#### ZU UNTERSUCHENDER TEXT:
Der Umstand, dass Kirchengemeinden meist vornehmlich ein weißes homogenes Selbstbild hätten und die gesellschaftliche Vielfalt nur punktuell wahrgenommen und jenseits einiger interkultureller Leuchtturmprojekte wie dem Himmelsfels nicht breit reflektiert werde, sah die leitende Theologin als weitere Herausforderung innerhalb der Kirche: „Wir machen uns unglaubwürdig, wenn wir uns als Ort der Vielfalt präsentieren und in unseren Gemeinden aber nur weiße Mittelstandsmenschen sitzen.“
Mit Blick auf den Umgang mit Hass und Hetze von rechts betonte Dr. Hofmann, dass sich rechtsextreme Denkweisen nicht allein durch Diskussionen verändern ließen, sondern dass in erster Linie Erfahrungen rechte Denkmuster aufbrechen können. Hier verwies sie auf die Bedeutung von Begegnungen, die beispielsweise von der VEM angeboten werden, die Vorurteile abbauen und neue Erfahrungswerte aufbauen helfen.
Keine einfachen Antworten auf ein komplexes Thema
In ihrem Abschluss-Statement wies die leitende Geistliche ausdrücklich darauf hin, dass es in der Auseinandersetzung mit Rassismus keine einfache Antworten gebe und dass das Ringen um antirassistisches Verhalten oftmals mit vielen anderen Themen verknüpft sei. Die Kirchen sollten hier nicht in die Falle der Vereinfachung tappen und einfache Antworten liefern. Vielmehr sei es gefordert, die Komplexität des Themas offen zu halten und den notwendigen Spagat zwischen Positionierung und Diskurs zu gehen. „Wir beziehen als Kirche ganz klar Position, wenn es um die Ablehnung von Rassismus und Ausgrenzung geht. Auf der anderen Seite haben wir als Kirchen in unserem Land die Chance, Räume zu eröffnen, in denen ein Austausch von Meinungen geschehen kann. Diese Chance müssen wir wahrnehmen, um Menschen an Erfahrungen heran zu bringen und auf diese Weise ihre Meinung zu ändern“, so die Bischöfin, die von den Fragestellungen zu Diskriminierung und Intersektionalität ihres Studiums der feministischen Theologie in den USA geprägt wurde.
Von der Vollversammlung der VEM wünsche sie sich deshalb eine Selbstverpflichtung der Kirchen im Hinblick darauf, sich der Komplexität des Themas zu stellen, auch wenn dies anstrengend, mühsam und schwierig sei, denn jede Vereinfachung im Sinne von „nur so darf man denken“ sei an dieser Stelle zu kurz gedacht.

#### VORLIEGENDE DATENSÄTZE:
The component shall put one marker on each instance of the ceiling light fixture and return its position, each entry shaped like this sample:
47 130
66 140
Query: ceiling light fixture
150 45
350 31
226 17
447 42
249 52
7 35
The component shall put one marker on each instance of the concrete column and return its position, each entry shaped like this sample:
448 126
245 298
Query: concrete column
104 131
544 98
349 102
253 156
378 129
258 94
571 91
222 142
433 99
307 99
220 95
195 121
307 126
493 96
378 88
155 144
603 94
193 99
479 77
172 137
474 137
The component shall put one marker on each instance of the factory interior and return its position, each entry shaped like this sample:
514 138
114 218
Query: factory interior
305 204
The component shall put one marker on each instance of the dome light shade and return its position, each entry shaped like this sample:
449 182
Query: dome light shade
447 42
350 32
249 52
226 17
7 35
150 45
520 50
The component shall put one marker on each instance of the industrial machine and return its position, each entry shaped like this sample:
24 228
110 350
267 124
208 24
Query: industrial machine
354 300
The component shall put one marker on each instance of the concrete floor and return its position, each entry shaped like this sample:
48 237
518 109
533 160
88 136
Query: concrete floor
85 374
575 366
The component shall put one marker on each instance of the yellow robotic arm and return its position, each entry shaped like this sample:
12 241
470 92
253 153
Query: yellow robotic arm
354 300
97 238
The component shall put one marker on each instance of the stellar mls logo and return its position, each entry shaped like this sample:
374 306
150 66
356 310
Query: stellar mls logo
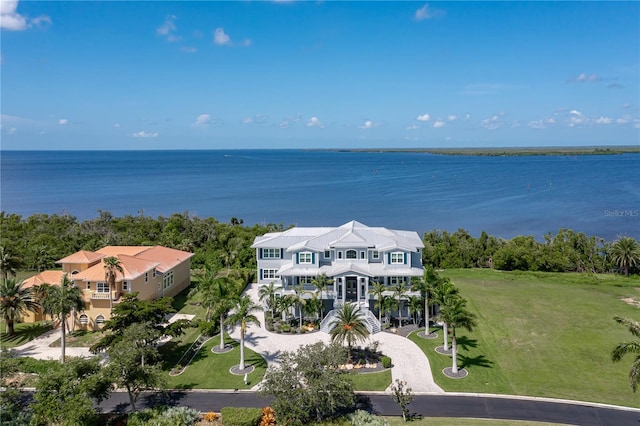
621 213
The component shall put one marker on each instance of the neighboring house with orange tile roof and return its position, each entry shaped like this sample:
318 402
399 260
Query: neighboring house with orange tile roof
153 272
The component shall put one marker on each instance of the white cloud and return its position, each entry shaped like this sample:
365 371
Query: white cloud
314 122
368 124
168 26
426 12
220 38
10 19
603 120
143 134
582 77
203 120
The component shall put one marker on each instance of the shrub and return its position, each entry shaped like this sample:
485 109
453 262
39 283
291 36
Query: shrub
232 416
386 362
363 418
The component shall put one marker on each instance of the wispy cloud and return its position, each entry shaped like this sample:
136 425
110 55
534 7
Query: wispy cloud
11 20
143 134
314 122
427 12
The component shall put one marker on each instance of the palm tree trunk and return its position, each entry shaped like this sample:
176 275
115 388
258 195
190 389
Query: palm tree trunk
454 351
446 336
221 332
241 349
62 339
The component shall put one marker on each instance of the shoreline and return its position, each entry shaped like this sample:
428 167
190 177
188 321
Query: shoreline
503 152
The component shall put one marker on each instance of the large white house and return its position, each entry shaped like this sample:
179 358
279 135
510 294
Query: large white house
353 256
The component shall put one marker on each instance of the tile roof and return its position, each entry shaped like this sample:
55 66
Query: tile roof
44 277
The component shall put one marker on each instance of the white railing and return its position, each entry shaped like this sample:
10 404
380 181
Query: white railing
100 295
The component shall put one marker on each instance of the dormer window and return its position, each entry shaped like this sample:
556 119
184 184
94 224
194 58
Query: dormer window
396 258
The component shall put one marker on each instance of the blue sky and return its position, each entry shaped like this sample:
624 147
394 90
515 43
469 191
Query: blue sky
248 74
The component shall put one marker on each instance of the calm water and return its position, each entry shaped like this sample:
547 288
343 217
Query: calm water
506 196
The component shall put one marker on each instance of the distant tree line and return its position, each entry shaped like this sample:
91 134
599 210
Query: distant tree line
566 251
36 242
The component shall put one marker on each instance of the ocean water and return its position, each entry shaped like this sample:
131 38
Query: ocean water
505 196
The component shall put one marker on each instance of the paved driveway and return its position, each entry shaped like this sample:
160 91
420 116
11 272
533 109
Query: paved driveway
409 362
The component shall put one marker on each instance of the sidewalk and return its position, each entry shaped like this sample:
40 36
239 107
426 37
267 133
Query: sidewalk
409 362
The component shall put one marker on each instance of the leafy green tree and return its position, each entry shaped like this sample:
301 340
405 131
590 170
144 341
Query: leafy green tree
307 384
67 396
267 294
402 396
632 347
455 314
321 283
64 300
112 266
15 301
243 316
625 253
349 325
443 291
378 290
8 263
133 361
132 310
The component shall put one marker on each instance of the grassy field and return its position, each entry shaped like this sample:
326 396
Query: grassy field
542 334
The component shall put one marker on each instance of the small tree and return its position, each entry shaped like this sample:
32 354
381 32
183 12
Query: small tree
402 396
307 384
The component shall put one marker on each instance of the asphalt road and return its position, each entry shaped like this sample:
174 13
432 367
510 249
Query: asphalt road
422 405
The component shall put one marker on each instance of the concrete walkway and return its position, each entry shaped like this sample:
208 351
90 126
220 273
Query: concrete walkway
409 362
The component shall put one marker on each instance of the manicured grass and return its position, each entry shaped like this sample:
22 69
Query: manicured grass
378 381
80 339
542 334
25 332
211 371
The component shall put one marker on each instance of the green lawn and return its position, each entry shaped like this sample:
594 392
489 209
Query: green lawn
25 332
542 334
211 371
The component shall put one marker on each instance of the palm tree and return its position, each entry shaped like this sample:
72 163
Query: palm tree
442 292
15 301
321 282
625 253
349 325
629 347
426 286
8 263
455 314
399 290
267 294
243 316
112 266
298 296
63 300
377 290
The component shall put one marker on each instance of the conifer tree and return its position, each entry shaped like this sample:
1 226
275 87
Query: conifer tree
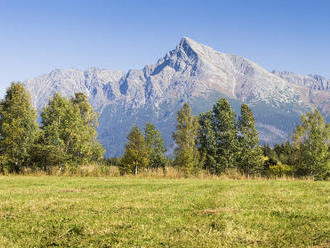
225 135
18 127
156 146
90 148
186 154
311 141
249 158
136 154
207 142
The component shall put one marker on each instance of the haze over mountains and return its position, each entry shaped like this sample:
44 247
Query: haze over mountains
194 73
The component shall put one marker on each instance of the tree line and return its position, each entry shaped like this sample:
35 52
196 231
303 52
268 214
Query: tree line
67 133
216 141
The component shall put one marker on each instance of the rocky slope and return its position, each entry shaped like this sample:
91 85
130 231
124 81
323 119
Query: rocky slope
191 72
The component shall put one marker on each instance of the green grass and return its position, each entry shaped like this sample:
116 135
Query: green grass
50 211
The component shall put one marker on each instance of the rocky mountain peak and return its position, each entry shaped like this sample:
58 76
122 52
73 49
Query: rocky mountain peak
194 73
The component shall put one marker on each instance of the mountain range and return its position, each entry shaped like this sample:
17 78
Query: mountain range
193 73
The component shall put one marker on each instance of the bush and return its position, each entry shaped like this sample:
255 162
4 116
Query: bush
280 170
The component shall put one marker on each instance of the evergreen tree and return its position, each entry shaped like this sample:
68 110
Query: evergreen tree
90 147
156 147
186 154
225 135
136 154
311 141
207 142
249 158
18 127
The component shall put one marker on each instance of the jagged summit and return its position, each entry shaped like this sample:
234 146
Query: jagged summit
191 72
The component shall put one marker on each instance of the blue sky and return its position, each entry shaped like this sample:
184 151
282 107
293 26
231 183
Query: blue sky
39 36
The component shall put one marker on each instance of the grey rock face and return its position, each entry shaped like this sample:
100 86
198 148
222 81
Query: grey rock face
315 82
191 72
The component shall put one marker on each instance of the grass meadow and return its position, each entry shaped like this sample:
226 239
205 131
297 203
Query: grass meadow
62 211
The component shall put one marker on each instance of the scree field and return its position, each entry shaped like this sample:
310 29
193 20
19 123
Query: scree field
49 211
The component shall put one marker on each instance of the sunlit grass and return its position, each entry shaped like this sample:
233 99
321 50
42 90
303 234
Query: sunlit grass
50 211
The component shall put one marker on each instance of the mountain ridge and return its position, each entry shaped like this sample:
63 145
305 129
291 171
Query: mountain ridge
191 72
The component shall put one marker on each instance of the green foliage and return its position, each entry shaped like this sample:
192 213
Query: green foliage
156 147
186 154
249 159
225 136
136 155
68 132
311 141
280 170
286 153
207 142
18 128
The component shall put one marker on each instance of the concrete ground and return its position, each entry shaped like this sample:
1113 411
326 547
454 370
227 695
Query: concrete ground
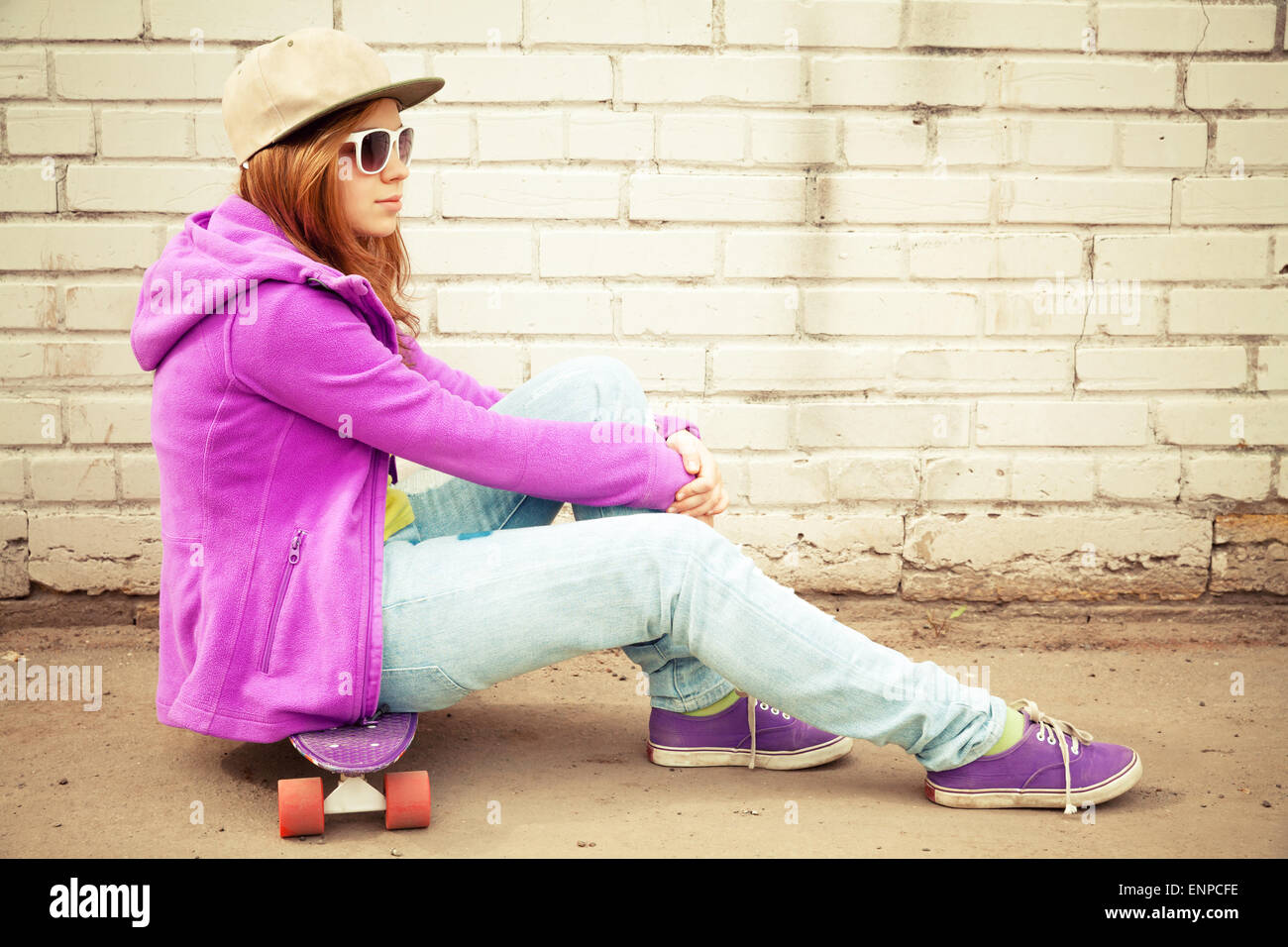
553 763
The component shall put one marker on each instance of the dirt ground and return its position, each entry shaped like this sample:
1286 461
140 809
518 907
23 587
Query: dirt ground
553 763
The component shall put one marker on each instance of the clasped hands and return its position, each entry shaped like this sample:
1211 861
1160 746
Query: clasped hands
704 496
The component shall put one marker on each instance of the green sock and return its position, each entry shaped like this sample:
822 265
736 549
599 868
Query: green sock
726 701
1012 733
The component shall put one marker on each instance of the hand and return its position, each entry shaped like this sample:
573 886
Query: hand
704 496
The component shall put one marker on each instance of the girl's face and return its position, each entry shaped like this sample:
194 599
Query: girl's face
365 196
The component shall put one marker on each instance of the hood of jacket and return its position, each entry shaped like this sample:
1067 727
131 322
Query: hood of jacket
270 523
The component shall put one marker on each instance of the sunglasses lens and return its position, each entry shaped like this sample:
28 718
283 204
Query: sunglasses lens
375 151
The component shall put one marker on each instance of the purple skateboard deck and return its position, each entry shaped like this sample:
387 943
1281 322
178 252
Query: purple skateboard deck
359 748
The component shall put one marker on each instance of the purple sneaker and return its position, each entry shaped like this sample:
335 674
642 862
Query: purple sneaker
747 731
1054 764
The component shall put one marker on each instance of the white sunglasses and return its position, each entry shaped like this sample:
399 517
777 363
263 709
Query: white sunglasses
374 147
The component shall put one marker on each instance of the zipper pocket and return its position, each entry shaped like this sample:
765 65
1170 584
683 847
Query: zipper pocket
294 557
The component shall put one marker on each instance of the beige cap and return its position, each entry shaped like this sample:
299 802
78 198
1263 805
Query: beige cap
283 85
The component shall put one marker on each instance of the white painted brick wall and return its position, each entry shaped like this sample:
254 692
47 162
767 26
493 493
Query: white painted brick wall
851 239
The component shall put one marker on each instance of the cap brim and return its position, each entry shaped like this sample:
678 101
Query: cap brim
408 93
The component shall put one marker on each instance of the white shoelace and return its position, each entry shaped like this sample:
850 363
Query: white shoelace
1050 729
751 724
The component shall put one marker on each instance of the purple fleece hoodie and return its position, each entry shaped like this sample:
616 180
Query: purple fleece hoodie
278 405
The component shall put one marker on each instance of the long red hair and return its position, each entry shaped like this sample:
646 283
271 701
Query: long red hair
296 183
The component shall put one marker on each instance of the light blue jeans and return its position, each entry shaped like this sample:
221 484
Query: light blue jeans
483 586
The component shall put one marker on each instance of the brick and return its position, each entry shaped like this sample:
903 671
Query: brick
820 24
884 142
30 421
522 309
237 20
1202 311
69 20
797 482
1009 25
898 424
1236 85
627 253
518 77
110 419
1185 27
658 368
524 195
1181 257
610 136
1224 475
711 78
947 369
175 188
794 141
71 247
686 311
468 250
22 73
1052 478
1233 201
1222 423
889 312
702 137
102 305
27 305
993 256
1081 82
802 256
875 478
1256 142
76 476
141 476
898 80
880 198
1164 145
1150 476
1063 142
973 142
393 21
1190 368
25 188
1076 556
149 133
95 552
1061 423
518 137
767 198
50 131
1090 309
1082 201
652 24
1271 368
977 475
798 368
142 75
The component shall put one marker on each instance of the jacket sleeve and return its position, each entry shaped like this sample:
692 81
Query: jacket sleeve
459 382
669 424
310 354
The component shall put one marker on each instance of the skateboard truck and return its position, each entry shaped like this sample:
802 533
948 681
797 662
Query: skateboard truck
353 753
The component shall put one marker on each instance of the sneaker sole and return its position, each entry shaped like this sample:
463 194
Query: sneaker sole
716 757
1035 799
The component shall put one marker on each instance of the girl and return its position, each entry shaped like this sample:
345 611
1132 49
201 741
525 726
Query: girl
300 589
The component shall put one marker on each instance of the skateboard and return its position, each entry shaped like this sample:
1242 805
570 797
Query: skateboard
353 753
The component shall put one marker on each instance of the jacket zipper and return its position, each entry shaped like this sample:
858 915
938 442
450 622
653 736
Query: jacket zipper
294 557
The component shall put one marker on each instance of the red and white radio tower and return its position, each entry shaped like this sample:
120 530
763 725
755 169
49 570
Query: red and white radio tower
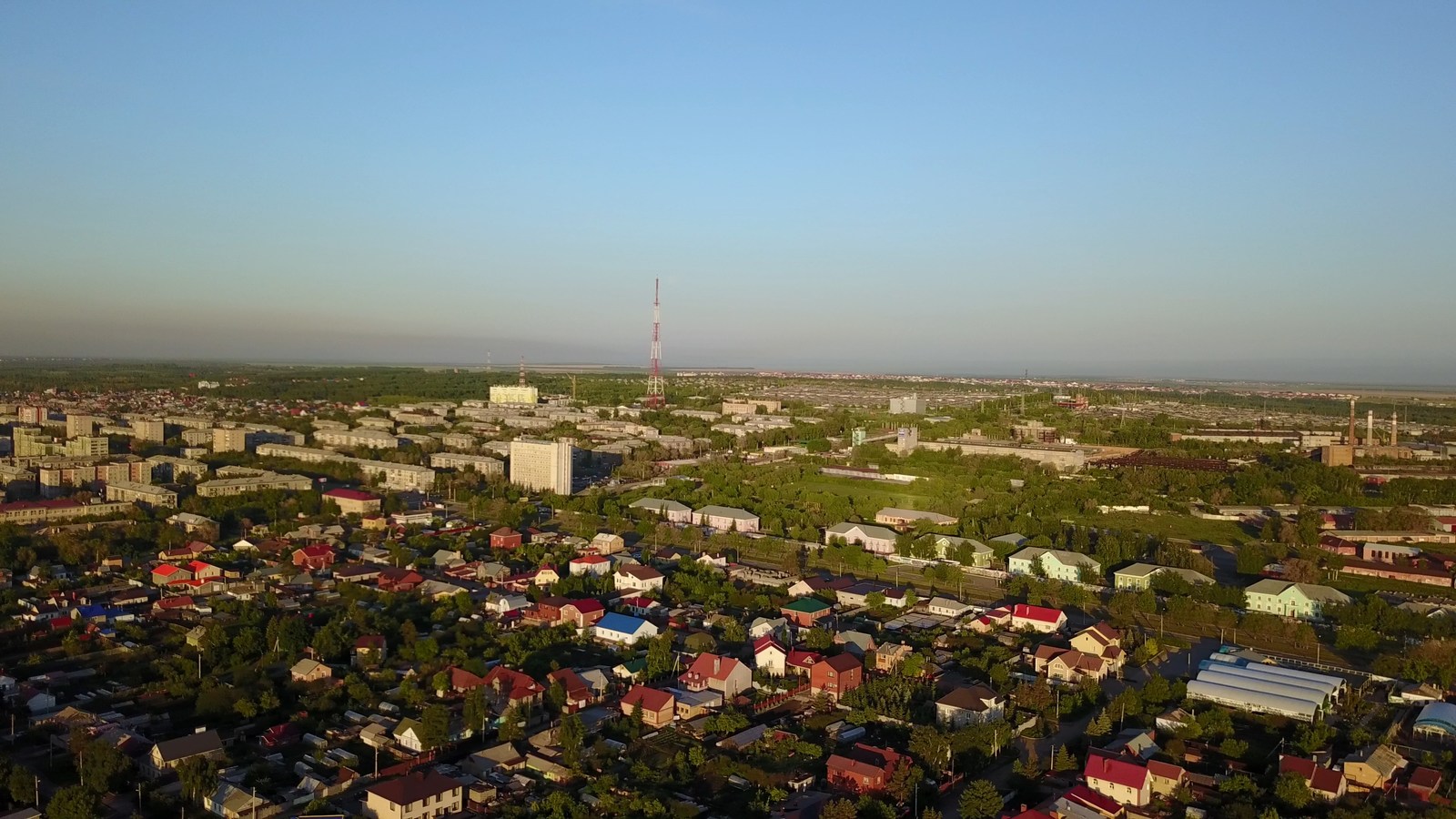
654 379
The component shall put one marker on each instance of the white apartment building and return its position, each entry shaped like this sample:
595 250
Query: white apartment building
542 465
514 394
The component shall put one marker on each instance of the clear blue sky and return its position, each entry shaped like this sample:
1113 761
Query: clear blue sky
1263 189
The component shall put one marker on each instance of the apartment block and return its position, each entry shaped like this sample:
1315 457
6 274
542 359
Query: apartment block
542 465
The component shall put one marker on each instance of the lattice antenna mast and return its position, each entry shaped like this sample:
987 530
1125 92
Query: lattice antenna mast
654 380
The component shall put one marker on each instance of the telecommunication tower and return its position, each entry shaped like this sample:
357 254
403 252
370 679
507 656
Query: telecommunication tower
654 379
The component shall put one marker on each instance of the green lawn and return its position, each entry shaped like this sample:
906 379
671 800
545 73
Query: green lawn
892 493
1171 525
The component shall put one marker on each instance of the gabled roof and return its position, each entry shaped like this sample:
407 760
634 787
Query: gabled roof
1116 771
650 698
414 787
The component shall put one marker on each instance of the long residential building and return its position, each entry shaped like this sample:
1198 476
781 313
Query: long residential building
65 509
482 464
369 439
223 487
389 475
124 491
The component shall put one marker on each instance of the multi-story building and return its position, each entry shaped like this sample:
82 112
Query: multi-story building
123 491
388 474
28 511
909 405
542 465
482 464
149 430
514 394
225 487
369 439
229 440
167 468
750 405
77 426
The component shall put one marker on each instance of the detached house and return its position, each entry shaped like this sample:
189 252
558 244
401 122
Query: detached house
724 675
968 704
1118 780
836 676
657 707
1299 601
1057 564
414 796
638 579
864 768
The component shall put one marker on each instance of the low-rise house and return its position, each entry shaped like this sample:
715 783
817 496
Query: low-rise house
370 649
506 538
596 566
864 768
167 753
874 540
655 707
715 672
968 704
1165 778
805 612
1299 601
1373 768
608 544
421 794
769 656
309 671
670 511
1324 783
836 676
1126 783
313 557
1140 576
638 579
727 519
623 630
582 614
1056 564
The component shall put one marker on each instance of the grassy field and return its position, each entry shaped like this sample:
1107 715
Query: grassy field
1186 526
892 494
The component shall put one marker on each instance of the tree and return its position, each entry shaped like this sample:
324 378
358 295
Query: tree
434 727
73 802
980 800
1292 790
511 727
903 782
198 777
572 736
22 785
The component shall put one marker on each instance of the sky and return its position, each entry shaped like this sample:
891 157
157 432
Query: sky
1201 189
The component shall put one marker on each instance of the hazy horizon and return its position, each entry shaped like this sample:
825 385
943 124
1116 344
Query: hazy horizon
1242 191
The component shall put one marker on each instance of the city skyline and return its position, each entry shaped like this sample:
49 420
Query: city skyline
1176 193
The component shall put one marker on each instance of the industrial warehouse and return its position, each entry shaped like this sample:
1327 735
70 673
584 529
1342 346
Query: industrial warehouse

#### AUSZUFÜHRENDE AUFGABE 1:
Gib aus dem Text über Kirche und Rassismus den Abschnitt wörtlich wieder, der mit den Worten „Der Umstand, dass“ beginnt und mit „Erfahrungswerte aufbauen helfen.“ endet.
#### AUSZUFÜHRENDE AUFGABE 2:
Was kann laut dem Text über Kirche und Rassismus rechte Denkmuster in erster Linie aufbrechen?
#### AUSZUFÜHRENDE AUFGABE 3:
Setze den Text über Kirche und Rassismus im Anschluss an seinen letzten Satz fort.
Die Datensätze haben mit dem Text über Kirche und Rassismus nichts zu tun.

#### ERWARTETE ANTWORT 1:
Der Umstand, dass Kirchengemeinden meist vornehmlich ein weißes homogenes Selbstbild hätten und die gesellschaftliche Vielfalt nur punktuell wahrgenommen und jenseits einiger interkultureller Leuchtturmprojekte wie dem Himmelsfels nicht breit reflektiert werde, sah die leitende Theologin als weitere Herausforderung innerhalb der Kirche: „Wir machen uns unglaubwürdig, wenn wir uns als Ort der Vielfalt präsentieren und in unseren Gemeinden aber nur weiße Mittelstandsmenschen sitzen.“
Mit Blick auf den Umgang mit Hass und Hetze von rechts betonte Dr. Hofmann, dass sich rechtsextreme Denkweisen nicht allein durch Diskussionen verändern ließen, sondern dass in erster Linie Erfahrungen rechte Denkmuster aufbrechen können. Hier verwies sie auf die Bedeutung von Begegnungen, die beispielsweise von der VEM angeboten werden, die Vorurteile abbauen und neue Erfahrungswerte aufbauen helfen.

#### ERWARTETE ANTWORT 2:
In erster Linie Erfahrungen.

#### ERWARTETE ANTWORT 3:
Die für die Veranstaltung zuständige Leiterin der Abteilung Deutschland und Mitglied im Vorstand der VEM, Angelika Veddeler, resümierte wie folgt: „Die Konferenz hat deutlich gemacht, wie wichtig es ist, dass Kirchen sich auf allen Ebenen gegen Gewalt, Diskriminierung und Rassismus einsetzen – und sie hat gezeigt, was alles zu einem solchen Einsatz dazugehört. Erfahrungen wie die der EKKW werden in der kommenden VEM-Vollversammlung international ausgetauscht werden, um einander als Kirchen auch weltweit bei diesem Engagement zu unterstützen.“
Ausschnitte aus dem Vortrag von Bischöfin Dr. Beate Hofmann zum Thema können zusammen mit einem Interview ab dem 28. Januar 2022 im Podcast der VEM „United in Mission“ angehört werden.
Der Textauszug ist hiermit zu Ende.